The processor may in some embodiments be configured to condition the microphone signal unilaterally, without input from any contralateral sensor on an opposite ear of the user.

An earbud is defined herein as an audio headset device, whether wired or wireless, which in use is supported only or substantially by the ear upon which it is placed, and which comprises an earbud body which in use resides substantially or wholly within the ear canal and/or concha of the pinna.

An example of the invention will now be described with reference to the accompanying drawings, in which:

FIG. 1 illustrates the use of wireless earbuds for telephony and/or audio playback;

FIG. 2 is a system schematic of an earbud in accordance with one embodiment of the invention;

FIGS. 3a and 3b are detailed system schematics of the earbud of FIG. 2;

FIG. 4 is a flow diagram for the earbud speech estimation process of the embodiment of FIG. 3;

FIG. 5 illustrates a noise suppressor for telephony in accordance with another embodiment of the invention;

FIG. 6 illustrates an embodiment comprising a speech estimator that uses a statistical model based estimation process;

FIG. 7 illustrates a mic-accelerometer mixing approach which is based on mixing factors using SNR estimates;

FIG. 8 illustrates the configuration of another embodiment of the invention;

FIG. 9 illustrates an embodiment applying speech estimation from a bone conduction sensor signal to the telephony use case; and

FIG. 10 shows objective Mean Opinion Score (MOS) results for one embodiment of the invention.

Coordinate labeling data
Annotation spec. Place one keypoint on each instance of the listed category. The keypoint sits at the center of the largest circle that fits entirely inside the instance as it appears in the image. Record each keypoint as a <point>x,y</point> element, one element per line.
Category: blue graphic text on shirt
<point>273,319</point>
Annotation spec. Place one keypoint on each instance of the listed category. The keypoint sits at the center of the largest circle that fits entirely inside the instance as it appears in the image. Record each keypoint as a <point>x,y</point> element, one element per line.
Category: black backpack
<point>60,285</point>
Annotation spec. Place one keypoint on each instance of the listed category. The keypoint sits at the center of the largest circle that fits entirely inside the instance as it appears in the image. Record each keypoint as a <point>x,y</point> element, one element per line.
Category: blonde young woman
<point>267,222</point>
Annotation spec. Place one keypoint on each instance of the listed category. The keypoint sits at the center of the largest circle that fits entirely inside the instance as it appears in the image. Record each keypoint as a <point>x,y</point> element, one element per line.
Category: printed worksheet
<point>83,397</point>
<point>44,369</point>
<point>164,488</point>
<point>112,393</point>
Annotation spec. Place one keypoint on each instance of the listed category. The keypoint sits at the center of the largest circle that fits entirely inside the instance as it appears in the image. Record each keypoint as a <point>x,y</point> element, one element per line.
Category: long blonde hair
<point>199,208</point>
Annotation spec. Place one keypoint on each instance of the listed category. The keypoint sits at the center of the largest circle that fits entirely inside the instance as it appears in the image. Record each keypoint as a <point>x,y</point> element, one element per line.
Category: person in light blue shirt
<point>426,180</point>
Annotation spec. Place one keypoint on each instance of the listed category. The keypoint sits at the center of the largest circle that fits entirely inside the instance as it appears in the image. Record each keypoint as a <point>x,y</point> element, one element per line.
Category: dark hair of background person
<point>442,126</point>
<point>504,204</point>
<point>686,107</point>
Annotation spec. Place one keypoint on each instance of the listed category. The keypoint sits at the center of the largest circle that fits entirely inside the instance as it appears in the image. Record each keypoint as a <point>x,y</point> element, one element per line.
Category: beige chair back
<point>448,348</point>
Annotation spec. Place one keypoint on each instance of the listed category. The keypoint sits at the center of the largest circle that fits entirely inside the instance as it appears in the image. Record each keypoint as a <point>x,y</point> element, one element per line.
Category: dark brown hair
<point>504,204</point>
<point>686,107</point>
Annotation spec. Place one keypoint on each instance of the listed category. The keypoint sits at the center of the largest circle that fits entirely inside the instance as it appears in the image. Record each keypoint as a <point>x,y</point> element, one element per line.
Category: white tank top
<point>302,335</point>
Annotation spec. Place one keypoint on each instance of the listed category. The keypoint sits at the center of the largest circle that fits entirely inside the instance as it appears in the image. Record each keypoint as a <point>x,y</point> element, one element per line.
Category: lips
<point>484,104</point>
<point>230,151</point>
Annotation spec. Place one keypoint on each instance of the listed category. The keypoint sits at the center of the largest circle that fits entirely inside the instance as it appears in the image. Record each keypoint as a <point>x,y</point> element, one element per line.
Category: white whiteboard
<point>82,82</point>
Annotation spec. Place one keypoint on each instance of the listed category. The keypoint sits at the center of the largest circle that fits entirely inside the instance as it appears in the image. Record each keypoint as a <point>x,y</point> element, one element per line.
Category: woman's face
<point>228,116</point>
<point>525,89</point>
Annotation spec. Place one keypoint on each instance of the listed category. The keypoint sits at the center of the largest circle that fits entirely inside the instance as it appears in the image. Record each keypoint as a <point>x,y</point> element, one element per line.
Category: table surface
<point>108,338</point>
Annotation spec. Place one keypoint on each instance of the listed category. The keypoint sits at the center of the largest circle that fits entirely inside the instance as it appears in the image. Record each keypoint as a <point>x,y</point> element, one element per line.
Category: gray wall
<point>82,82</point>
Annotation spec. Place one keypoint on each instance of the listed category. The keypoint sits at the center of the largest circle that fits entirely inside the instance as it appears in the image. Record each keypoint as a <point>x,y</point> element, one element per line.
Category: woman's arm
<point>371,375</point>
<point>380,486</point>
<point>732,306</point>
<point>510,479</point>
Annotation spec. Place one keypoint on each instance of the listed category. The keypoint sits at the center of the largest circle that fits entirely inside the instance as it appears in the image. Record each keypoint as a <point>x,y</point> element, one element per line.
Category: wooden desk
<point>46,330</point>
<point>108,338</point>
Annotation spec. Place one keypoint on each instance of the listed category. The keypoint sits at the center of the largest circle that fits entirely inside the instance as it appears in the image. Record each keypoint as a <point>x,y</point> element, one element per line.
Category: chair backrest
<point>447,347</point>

Goal of the exercise. Reproduce the earbud patent excerpt above in full, word for word.

The output.
The processor may in some embodiments be configured to condition the microphone signal unilaterally, without input from any contralateral sensor on an opposite ear of the user.

An earbud is defined herein as an audio headset device, whether wired or wireless, which in use is supported only or substantially by the ear upon which it is placed, and which comprises an earbud body which in use resides substantially or wholly within the ear canal and/or concha of the pinna.

An example of the invention will now be described with reference to the accompanying drawings, in which:

FIG. 1 illustrates the use of wireless earbuds for telephony and/or audio playback;

FIG. 2 is a system schematic of an earbud in accordance with one embodiment of the invention;

FIGS. 3a and 3b are detailed system schematics of the earbud of FIG. 2;

FIG. 4 is a flow diagram for the earbud speech estimation process of the embodiment of FIG. 3;

FIG. 5 illustrates a noise suppressor for telephony in accordance with another embodiment of the invention;

FIG. 6 illustrates an embodiment comprising a speech estimator that uses a statistical model based estimation process;

FIG. 7 illustrates a mic-accelerometer mixing approach which is based on mixing factors using SNR estimates;

FIG. 8 illustrates the configuration of another embodiment of the invention;

FIG. 9 illustrates an embodiment applying speech estimation from a bone conduction sensor signal to the telephony use case; and

FIG. 10 shows objective Mean Opinion Score (MOS) results for one embodiment of the invention.